> _Request_:
Could you rescale only the rows between the lines holding "find tree trunk" and "11,3 -> 22,201", inclusive, writing each of those lines out again with the requests included? Multiply every box coordinate in the answers by 1.3 and round to whole numbers, halves up, leaving the requests and their format samples unchanged.

===============

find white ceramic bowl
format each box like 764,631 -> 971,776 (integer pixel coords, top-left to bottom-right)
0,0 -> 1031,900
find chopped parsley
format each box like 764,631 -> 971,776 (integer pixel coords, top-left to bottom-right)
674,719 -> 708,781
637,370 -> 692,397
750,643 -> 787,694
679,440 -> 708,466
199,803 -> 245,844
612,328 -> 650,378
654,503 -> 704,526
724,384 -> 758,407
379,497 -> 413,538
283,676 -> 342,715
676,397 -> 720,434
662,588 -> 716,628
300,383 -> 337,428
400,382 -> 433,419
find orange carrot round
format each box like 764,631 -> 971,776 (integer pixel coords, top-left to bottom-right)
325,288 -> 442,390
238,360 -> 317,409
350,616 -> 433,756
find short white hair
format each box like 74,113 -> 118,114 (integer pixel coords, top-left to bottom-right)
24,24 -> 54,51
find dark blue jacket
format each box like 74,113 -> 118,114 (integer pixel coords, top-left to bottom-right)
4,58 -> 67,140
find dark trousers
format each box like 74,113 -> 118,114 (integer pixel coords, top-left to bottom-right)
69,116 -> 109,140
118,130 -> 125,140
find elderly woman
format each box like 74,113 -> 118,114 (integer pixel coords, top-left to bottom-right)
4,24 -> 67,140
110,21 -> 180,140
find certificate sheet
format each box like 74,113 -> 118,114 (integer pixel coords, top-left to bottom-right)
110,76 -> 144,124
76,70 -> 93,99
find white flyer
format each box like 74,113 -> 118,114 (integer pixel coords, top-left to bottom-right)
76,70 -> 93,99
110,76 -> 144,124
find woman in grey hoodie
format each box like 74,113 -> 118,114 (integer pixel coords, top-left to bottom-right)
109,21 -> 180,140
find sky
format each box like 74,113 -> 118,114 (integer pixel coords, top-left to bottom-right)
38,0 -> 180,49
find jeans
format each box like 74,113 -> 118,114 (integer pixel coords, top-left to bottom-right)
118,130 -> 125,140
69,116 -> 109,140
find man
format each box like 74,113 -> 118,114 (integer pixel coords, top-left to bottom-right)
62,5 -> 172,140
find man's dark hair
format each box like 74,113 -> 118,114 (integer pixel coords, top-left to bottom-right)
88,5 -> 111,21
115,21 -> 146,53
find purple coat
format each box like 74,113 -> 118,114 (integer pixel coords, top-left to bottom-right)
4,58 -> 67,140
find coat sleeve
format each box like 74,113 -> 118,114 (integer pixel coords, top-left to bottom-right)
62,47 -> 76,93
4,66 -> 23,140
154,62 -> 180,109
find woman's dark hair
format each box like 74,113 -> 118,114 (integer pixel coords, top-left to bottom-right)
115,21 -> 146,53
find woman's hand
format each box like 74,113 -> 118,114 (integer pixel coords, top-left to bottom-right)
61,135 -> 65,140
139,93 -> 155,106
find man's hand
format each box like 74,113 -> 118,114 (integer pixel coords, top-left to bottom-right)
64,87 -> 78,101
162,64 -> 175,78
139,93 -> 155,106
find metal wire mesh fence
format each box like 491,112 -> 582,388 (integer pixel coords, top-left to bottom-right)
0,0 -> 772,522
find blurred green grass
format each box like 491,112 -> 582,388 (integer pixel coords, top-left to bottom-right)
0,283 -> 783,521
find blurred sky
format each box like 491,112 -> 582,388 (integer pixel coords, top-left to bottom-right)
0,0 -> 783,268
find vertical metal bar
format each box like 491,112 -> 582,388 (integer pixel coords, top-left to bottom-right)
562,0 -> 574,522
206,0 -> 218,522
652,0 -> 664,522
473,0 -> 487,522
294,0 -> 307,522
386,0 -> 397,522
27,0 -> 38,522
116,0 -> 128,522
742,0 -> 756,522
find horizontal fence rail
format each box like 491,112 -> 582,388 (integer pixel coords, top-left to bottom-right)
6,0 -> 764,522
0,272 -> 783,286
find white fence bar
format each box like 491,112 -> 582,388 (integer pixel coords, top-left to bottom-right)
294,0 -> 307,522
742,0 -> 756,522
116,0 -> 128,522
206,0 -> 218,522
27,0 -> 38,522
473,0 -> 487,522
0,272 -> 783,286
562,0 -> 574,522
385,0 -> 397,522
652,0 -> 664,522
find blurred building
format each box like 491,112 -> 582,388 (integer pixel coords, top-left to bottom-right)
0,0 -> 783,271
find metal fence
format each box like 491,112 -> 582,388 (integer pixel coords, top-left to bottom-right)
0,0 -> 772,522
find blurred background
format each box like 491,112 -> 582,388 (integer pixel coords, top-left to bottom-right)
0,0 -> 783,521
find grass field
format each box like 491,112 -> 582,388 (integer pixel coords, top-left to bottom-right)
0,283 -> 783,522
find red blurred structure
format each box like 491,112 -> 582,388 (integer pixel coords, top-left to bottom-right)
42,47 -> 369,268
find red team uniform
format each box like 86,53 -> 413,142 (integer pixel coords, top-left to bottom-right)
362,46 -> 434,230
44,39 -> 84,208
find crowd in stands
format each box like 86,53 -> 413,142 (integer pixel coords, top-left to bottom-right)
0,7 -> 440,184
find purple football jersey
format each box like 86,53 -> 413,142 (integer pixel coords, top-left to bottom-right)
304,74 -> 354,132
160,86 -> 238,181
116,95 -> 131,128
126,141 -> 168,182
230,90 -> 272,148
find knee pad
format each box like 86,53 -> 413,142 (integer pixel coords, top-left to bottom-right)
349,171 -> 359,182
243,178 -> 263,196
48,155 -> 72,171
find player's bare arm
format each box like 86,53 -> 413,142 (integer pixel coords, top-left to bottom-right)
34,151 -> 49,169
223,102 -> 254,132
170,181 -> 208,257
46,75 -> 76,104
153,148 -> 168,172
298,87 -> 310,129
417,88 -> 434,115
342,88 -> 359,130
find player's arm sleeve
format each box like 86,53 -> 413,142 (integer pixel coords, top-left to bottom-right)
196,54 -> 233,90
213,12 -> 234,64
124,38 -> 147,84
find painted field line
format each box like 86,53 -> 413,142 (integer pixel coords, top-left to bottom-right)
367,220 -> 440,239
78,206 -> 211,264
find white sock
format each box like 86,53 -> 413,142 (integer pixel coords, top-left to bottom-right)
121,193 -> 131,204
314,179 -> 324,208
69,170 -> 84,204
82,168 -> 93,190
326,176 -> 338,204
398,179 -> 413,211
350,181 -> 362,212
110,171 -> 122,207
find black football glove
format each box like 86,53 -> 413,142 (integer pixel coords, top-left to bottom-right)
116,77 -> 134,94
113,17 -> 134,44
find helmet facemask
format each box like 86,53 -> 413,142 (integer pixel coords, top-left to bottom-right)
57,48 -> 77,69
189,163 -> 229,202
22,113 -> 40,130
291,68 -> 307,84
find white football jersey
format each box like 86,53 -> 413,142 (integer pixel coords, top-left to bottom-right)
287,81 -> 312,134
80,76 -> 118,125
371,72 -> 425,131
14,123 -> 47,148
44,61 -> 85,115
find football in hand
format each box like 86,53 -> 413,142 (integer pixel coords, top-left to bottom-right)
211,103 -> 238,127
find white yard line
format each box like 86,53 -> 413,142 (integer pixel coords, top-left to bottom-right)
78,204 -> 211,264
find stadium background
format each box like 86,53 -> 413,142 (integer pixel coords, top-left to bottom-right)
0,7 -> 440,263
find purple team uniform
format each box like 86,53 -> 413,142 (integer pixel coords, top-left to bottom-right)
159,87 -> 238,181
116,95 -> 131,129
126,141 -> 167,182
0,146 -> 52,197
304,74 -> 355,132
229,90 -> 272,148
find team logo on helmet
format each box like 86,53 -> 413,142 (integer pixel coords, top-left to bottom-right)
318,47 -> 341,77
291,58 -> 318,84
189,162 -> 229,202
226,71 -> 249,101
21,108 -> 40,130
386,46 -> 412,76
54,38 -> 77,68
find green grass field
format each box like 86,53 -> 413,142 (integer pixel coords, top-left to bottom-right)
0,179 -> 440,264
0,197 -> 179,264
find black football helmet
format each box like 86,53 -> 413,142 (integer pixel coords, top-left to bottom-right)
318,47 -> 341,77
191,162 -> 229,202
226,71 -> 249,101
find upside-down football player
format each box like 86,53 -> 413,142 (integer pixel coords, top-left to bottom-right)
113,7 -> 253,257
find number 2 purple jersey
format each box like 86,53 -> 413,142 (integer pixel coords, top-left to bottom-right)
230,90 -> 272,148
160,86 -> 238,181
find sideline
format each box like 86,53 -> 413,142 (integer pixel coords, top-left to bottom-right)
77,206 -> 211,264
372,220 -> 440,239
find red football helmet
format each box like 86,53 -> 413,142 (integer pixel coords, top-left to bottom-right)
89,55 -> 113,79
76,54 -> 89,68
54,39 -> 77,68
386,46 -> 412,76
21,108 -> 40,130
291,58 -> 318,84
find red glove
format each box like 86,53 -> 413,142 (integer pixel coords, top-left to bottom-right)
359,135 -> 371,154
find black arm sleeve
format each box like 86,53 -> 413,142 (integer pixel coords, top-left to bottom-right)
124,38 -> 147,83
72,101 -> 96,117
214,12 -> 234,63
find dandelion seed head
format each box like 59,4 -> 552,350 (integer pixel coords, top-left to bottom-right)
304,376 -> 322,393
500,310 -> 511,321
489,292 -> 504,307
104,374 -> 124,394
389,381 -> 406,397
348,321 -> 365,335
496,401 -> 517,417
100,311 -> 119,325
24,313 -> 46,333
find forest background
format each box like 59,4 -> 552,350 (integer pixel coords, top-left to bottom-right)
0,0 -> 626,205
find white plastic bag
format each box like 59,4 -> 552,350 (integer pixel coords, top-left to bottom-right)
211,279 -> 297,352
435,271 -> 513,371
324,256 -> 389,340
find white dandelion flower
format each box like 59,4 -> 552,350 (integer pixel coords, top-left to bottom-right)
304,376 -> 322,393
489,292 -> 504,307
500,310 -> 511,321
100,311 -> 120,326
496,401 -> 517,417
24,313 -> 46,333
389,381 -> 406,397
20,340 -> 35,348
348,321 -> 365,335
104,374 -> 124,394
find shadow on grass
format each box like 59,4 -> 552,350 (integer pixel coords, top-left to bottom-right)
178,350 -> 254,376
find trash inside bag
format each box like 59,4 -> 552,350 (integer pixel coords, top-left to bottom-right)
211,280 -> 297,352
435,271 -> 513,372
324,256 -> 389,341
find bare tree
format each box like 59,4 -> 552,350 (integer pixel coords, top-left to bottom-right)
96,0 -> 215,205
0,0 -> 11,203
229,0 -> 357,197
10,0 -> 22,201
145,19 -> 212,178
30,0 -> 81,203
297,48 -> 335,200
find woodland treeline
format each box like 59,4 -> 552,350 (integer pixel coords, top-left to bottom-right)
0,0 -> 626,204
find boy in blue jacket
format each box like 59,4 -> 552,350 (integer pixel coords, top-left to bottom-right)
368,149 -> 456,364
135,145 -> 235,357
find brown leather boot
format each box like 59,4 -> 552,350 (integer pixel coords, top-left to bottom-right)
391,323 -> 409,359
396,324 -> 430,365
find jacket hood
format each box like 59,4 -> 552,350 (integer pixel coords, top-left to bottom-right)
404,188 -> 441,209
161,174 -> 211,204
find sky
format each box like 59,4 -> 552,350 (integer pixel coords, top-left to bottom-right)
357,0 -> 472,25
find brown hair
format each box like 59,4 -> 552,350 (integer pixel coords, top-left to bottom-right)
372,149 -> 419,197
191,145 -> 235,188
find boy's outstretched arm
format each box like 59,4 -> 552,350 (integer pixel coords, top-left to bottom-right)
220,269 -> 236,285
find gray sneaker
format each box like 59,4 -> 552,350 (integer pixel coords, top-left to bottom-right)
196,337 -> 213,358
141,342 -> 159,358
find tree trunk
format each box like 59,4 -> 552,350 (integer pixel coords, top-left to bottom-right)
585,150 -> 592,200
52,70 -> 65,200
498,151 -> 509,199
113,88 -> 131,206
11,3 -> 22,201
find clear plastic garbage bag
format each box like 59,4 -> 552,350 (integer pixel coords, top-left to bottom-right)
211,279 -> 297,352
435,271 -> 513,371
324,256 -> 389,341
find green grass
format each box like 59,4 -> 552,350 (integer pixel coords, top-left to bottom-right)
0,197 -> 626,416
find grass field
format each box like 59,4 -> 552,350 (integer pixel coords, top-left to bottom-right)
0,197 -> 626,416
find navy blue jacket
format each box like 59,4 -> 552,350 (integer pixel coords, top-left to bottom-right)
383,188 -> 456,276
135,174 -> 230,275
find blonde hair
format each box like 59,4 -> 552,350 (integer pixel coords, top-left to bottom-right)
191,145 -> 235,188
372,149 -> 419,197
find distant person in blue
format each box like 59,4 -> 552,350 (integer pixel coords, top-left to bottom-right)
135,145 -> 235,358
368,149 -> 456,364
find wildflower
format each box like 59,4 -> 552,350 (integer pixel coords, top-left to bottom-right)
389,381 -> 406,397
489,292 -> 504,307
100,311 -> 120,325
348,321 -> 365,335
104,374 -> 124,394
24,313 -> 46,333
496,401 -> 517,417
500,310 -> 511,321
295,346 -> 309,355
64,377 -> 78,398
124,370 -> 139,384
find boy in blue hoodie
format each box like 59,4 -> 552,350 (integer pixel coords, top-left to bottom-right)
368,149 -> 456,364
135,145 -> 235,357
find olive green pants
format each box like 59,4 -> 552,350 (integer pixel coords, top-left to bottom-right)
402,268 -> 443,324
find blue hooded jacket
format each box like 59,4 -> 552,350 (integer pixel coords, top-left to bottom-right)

===============

> _Written answer_:
find tree trunk
format each box like 59,4 -> 552,350 (integer pixel coords, top-left to bottom-right)
761,195 -> 770,260
68,91 -> 85,260
647,196 -> 662,259
147,114 -> 170,268
14,4 -> 29,261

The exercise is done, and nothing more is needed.